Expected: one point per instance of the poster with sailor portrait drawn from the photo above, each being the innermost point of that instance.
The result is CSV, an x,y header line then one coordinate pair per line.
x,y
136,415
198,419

- _What this task involves_: Retype every entry exactly as it stands.

- _Exercise response_:
Expected: one point per instance of the poster with sailor portrait drawn from the photo above, each being the innermost point of that instance.
The result is CSV, an x,y header line then one coordinate pair per line.
x,y
136,415
198,419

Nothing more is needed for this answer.